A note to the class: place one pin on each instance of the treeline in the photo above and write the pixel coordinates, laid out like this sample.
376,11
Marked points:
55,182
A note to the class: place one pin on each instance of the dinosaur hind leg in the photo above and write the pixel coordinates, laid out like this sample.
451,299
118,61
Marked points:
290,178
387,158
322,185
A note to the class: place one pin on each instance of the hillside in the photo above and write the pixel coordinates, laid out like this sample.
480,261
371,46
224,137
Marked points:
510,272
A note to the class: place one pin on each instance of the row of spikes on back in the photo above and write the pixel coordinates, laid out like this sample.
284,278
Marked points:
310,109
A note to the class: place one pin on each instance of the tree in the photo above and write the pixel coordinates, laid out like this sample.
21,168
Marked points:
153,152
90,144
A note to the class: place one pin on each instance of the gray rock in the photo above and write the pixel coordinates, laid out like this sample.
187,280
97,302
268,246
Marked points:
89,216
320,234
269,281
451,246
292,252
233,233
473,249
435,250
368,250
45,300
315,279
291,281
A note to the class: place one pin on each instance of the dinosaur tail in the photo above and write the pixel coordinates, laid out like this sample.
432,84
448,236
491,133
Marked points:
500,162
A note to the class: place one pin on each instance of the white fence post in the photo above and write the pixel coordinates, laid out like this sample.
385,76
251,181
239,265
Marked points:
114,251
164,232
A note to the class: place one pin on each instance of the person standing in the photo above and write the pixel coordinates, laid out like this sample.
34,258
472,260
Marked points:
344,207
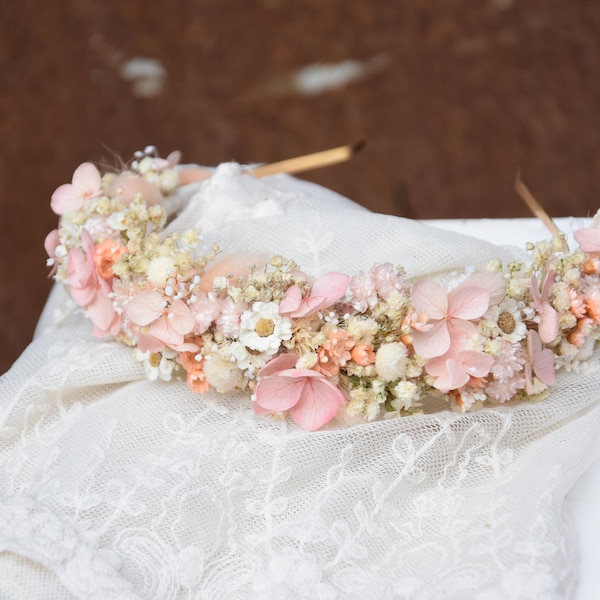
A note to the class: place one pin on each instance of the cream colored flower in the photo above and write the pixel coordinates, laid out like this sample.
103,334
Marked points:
391,361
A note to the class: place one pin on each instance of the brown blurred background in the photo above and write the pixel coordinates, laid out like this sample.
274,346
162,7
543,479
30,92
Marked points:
452,97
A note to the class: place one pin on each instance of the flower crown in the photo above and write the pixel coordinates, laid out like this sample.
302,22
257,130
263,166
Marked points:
375,343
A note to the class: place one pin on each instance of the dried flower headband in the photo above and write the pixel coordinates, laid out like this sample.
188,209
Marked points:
369,343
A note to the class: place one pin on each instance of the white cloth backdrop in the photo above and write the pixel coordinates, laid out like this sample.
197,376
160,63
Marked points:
112,486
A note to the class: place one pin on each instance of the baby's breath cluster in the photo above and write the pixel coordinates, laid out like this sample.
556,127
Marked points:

_What is being asked_
Repeat the data above exactly, images excluded.

_Reply to the task_
A note to the class: place one pin on each instance of the treeline in the photo above and write the pixel coordinates, laid out like this sample.
376,11
Marked points:
55,182
A note to the class: place one pin on each instance of the dinosaur hind leg in the photo above and write the pixel coordinates, laid out like this sample.
451,299
118,61
Marked points:
290,178
387,158
322,185
A note to the class: place one pin on each instance of the hillside in the photo above and write the pixel coordinates, laid out like this sample.
480,261
371,46
224,137
Marked points:
510,272
A note to the class: place one pin on each instance of the row of spikes on back in the photo above and write the pixel coordinates, laid out like this sample.
284,278
Marked points:
310,109
A note to the class: place one pin on each instance of the tree in the photo above and write the pixel coordinates, laid out like this sample.
21,168
Marked points:
153,152
90,144
A note to the class: place one pin on each instance of the gray rock in the photo above and write the pixel coordinates, laid out like this sample.
187,280
97,302
268,246
Marked points:
89,216
320,234
269,281
451,246
292,252
233,233
473,249
435,250
368,250
45,300
315,279
291,281
A note to the class: place one pin on each instance of the dinosaur tail in the photo above and write the pixel coordinates, laid out like this sample.
432,84
448,236
491,133
Marked points:
500,162
A note to the class: place one pin on each instance of the white fence post in the photo above and write the pixel coordinates, laid out like this sample.
385,76
251,181
239,265
Marked points:
114,251
164,232
A note to the class: place one pin on each instance of the person standing in the photo above and write the pixel coordinates, laid out like this sample.
34,258
472,260
Marked points:
344,207
A note to the class: place one pin on each instance of the cream colored flower in the photo above and write the pixel coordinates, laid out like this sample.
103,334
Marked points:
391,361
A note to the class: place one pin on each instance of the brown blurred background in the photo above and write the pixel coordinates, laid out like this sample.
274,346
162,7
543,479
30,92
Marked points:
452,97
A note to the class: place one pin on each instance of the flower crown in the photo above and write the pixel coordinates, laid out like this sample.
302,22
257,130
263,166
Marked points:
375,343
A note to the class: place one pin on each instance of the dried flower headband in the photo above and write the pixel coordinates, laid out like this sample.
188,209
Marked points:
369,343
A note to the class: place one pin on each instance of the white cloth backdrop in the photo above and write the pixel coordinates, laid out like this sample.
197,376
160,63
Marked points:
112,486
A note to the class: place one pin on each instance of the baby's breath cluster in the photo above and write the pixel coordinates, laid out like this sample.
556,127
Marked points:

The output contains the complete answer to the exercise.